Reproduce every item below word for word, without changing anything.

# start of Materials provided

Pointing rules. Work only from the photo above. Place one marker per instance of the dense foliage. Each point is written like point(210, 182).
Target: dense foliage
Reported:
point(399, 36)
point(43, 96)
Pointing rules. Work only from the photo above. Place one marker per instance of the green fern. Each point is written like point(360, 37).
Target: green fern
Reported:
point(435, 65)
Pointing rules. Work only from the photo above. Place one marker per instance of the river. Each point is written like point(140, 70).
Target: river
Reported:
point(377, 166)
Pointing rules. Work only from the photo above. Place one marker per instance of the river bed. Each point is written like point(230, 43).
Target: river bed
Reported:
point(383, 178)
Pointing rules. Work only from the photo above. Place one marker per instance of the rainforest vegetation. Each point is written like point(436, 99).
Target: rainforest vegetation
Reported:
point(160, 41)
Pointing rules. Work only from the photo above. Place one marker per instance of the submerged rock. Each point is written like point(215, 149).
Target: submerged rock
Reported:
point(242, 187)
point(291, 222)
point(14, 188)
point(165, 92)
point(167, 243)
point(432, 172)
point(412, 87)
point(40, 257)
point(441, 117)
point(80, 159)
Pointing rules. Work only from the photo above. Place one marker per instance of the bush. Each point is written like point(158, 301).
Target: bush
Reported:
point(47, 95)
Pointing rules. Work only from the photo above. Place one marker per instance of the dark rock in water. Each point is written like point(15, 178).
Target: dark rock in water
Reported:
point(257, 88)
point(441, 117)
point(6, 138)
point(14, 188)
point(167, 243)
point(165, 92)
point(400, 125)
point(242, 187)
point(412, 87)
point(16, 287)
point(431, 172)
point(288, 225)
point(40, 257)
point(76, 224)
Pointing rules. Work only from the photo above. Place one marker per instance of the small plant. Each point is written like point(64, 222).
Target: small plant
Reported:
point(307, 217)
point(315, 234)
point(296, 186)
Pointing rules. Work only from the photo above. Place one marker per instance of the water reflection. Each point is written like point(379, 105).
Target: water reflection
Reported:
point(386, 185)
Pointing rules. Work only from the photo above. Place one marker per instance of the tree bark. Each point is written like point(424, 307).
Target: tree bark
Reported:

# end of Materials provided

■ **Answer to the exercise**:
Pointing rules. Work only from the photo above. Place one marker per instance of the dense foliage. Each point is written like point(210, 182).
Target: dense foliage
Reported:
point(399, 36)
point(43, 96)
Pointing rules. Work only from the photo above. Place one marker per instance of the green fern. Each point is written like point(360, 37).
Target: green fern
Reported:
point(435, 65)
Pointing rules. Work only from the photo above. Place one marker per instance of the river. Each point is written like point(140, 70).
Target: river
Reported:
point(377, 166)
Pointing rules. Work only from the photo above. Place one marker per instance of the river bed. Each point is written like point(230, 43).
Target: river bed
Reported:
point(383, 178)
Pointing rules. Work only from the photo above. Place one marker per instance of the rainforest vegetation. Each point is written like point(436, 99).
Target: rainforest vegetation
Reported:
point(160, 41)
Pointing rules. Work only from the photo above. Place one marker per instance of the submerged rock. Each point is written like point(215, 149).
Target: submerged rock
Reported:
point(242, 187)
point(291, 222)
point(14, 188)
point(165, 92)
point(167, 243)
point(432, 172)
point(412, 87)
point(40, 257)
point(441, 117)
point(80, 159)
Pointing rules. Work only from the photo above. Place one marker per instance of the bush. Each point is written like point(158, 301).
Target: bush
Reported:
point(47, 95)
Pointing rules. Work only from the photo above. Place one marker per instance of the dark rock in water. Each point is written like point(15, 178).
Target: dark rock in water
Reported:
point(257, 88)
point(441, 117)
point(6, 138)
point(14, 188)
point(167, 243)
point(165, 92)
point(400, 125)
point(242, 187)
point(412, 87)
point(16, 287)
point(431, 172)
point(288, 225)
point(40, 257)
point(76, 224)
Pointing rules. Work only from the photo above. Place one marker per instance of the small plant. Each point is written like point(64, 222).
Target: small plant
Reported:
point(307, 217)
point(315, 234)
point(296, 186)
Pointing rules. Work only from the photo above. Place one marker per instance of the water reflection. Each point is written like point(379, 105).
Target: water reflection
Reported:
point(386, 185)
Pointing rules. Work only from the photo above. Place one marker per instance of the tree bark. Each point is written like point(424, 307).
Target: tree bark
Reported:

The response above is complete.